Tarefa proposta → Extraia do texto sobre a formação profissional em Portugal, sem qualquer alteração, o trecho que vai de "em relação aos" a "formação técnica especializada.".

João Ramos e Ruben Eiras
UM TERÇO dos jovens
portugueses deveria ter formação técnica especializada
como forma de colmatar a falta de quadros médios",
Como avaliar a formação
defendeu Luís Valadares Tavares, Presidente do INA - Instituto
Nacional de Administração (INA) durante uma mesa-redonda
sobre a formação profissional em Portugal organizada pelo
EXPRESSO, em colaboração com a Nova Fórum, a escola
de formação de executivos da Universidade Nova de Lisboa.
A ideia, que mereceu consenso entre os outros participantes da mesa redonda,
vai ao encontro das boas práticas existentes nos países
desenvolvidos.
Na Alemanha, por exemplo, 70% dos jovens frequentam estes cursos. "É
sobretudo com bons quadros intermédios que se consegue aumentar
a competitividade", afirma Simão Portugal director da
Associação Nacional de Formação em Electrónica
Industrial (Anfei), outro dos participantes da iniciativa do EXPRESSO.
Aquele responsável estima que o mercado tem uma lacuna de 20.000
profissionais com competências tecnológicas. "O sistema
de escolas tecnológicas forma cerca de 1600 por ano. A este ritmo,
nem em 10 anos conseguimos atingir o objectivo", sublinha.
Para Valadares Tavares, a formação profissional em Portugal
está "distorcida" e "desalinhada"
em relação aos outros países da UE. Um problema que
tem na sua origem, segundo o mesmo responsável, na formação
inicial e encaminhamento dos jovens.
"Grande parte dos cerca de 50% de jovens que escolhem as ciências
sociais e humanas porque estão traumatizados com a matemática,
e acabam por não estar vocacionados para o curso que escolhem".
Como tal, este responsável considera ser importante que os estudantes
pré-universitários tenham acesso a mais informação
sobre as necessidades do mercado de trabalho e que fosse conhecida a lista
dos cursos que produz licenciados para o desemprego.
A Anfei é uma excepção neste quase deserto português
na área de formação técnica especializada.
Com uma produção de 350 formandos por ano no regime de formação
contínua (elaborado à medida das necessidades das empresas),
aquela escola tecnológica produz ainda cerca de 300 formandos no
regime de formação em alternância - modalidade formativa
na qual o aluno passa quatro dias na empresa e um dia de formação
em sala.
Para assegurar que a formação responde às necessidades
do mercado laboral, Simão Portugal garante que regularmente é
efectuada uma avaliação qualitativa do impacto da formação
no desempenho do posto de trabalho.
Os resultados desta metodologia falam por si: 80% das empresas clientes
(cerca de 50) estão satisfeitas com a qualidade dos formandos da
Anfei. Entre estas, só a Autoeuropa contratou 400 alunos daquela
escola. A taxa de empregabilidade da Anfei situa-se nos 100%.

Bloco de dados →
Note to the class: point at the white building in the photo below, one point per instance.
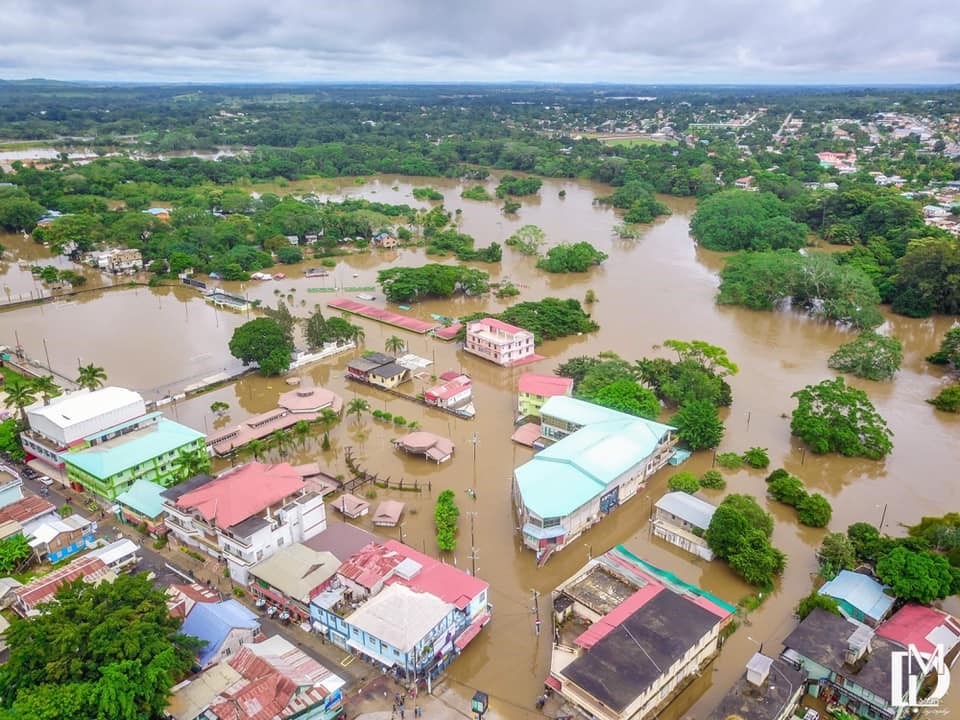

Resposta final →
em relação aos outros países da UE. Um problema que
tem na sua origem, segundo o mesmo responsável, na formação
inicial e encaminhamento dos jovens.
"Grande parte dos cerca de 50% de jovens que escolhem as ciências
sociais e humanas porque estão traumatizados com a matemática,
e acabam por não estar vocacionados para o curso que escolhem".
Como tal, este responsável considera ser importante que os estudantes
pré-universitários tenham acesso a mais informação
sobre as necessidades do mercado de trabalho e que fosse conhecida a lista
dos cursos que produz licenciados para o desemprego.
A Anfei é uma excepção neste quase deserto português
na área de formação técnica especializada.